## DATA PROVIDED
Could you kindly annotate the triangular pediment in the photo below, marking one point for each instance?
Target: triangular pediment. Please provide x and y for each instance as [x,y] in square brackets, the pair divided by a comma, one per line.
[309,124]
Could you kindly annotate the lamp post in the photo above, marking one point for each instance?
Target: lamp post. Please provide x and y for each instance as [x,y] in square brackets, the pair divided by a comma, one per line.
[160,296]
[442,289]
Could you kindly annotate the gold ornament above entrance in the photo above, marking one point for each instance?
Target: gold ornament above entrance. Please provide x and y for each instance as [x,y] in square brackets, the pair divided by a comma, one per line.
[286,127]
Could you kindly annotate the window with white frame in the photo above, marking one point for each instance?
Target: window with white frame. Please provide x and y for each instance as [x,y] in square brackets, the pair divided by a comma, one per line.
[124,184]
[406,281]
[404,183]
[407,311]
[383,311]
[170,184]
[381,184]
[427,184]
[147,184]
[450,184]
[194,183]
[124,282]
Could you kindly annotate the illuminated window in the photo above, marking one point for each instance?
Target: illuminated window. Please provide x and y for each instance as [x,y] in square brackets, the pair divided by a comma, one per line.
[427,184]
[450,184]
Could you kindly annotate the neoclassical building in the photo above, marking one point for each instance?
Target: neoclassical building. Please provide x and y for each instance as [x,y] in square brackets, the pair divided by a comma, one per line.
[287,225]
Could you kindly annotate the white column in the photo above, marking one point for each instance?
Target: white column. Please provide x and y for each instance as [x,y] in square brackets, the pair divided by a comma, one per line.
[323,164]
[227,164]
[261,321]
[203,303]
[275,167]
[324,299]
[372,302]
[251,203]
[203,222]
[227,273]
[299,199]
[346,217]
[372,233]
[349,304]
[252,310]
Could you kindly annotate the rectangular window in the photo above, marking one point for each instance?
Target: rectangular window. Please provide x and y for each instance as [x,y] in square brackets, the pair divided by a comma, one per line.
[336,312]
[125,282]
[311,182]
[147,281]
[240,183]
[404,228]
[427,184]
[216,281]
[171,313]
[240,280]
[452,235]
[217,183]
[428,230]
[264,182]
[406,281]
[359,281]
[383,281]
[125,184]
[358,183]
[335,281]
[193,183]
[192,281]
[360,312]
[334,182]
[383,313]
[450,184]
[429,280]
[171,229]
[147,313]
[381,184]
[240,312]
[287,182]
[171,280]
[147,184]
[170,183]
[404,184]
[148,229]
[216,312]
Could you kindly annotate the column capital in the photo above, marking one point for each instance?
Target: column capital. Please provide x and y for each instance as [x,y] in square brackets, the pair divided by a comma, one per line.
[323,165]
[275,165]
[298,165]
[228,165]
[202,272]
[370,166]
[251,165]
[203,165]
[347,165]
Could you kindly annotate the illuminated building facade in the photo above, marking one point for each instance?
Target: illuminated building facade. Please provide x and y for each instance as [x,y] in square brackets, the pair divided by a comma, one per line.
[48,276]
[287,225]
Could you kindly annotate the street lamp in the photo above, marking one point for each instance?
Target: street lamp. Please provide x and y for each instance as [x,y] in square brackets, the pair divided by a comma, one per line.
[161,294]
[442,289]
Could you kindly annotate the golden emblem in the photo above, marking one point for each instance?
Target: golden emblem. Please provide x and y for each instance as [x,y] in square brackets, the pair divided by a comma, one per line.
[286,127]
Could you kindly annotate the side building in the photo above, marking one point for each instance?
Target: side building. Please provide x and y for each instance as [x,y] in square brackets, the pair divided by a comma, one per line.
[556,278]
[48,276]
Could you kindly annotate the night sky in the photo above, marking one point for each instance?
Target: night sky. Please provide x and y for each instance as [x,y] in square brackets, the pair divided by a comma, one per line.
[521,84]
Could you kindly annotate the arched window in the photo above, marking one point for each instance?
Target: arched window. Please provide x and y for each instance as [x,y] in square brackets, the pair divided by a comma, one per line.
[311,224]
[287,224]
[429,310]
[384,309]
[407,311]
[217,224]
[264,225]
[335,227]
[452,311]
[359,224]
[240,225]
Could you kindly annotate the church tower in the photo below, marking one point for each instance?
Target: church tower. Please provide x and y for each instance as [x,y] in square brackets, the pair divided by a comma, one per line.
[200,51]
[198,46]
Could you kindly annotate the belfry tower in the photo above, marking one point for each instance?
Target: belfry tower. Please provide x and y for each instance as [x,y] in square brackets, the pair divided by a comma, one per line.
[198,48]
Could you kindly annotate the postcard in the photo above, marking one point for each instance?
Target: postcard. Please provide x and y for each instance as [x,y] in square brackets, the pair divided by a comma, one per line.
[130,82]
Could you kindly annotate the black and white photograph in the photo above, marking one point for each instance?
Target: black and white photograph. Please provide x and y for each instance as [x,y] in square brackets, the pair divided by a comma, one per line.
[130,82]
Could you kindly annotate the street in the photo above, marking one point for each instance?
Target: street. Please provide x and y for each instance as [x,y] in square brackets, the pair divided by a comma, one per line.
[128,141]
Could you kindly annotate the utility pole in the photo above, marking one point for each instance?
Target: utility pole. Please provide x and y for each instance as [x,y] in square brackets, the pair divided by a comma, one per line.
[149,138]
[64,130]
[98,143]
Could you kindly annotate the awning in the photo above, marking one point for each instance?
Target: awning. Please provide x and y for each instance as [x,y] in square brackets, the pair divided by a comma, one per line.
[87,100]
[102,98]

## SHORT EXERCISE
Only the lines from the one that contains "Could you kindly annotate the utility" through the last line should be repeated, each exactly as it stands, with both ends included.

## COMPLETE ANSWER
Could you kindly annotate the utility pole in the photo above, marking one point for each instance?
Target: utility pole. Please provide x and y for each instance as [x,y] in square brackets, the pair divided by a comma, one per line.
[149,138]
[64,130]
[98,143]
Could you kindly annotate the awning in the photo above, marking one point for each instance?
Target: awning. Please provide x and y for each instance as [x,y] in square brackets, the pair divided by a comma, one per line.
[87,100]
[102,98]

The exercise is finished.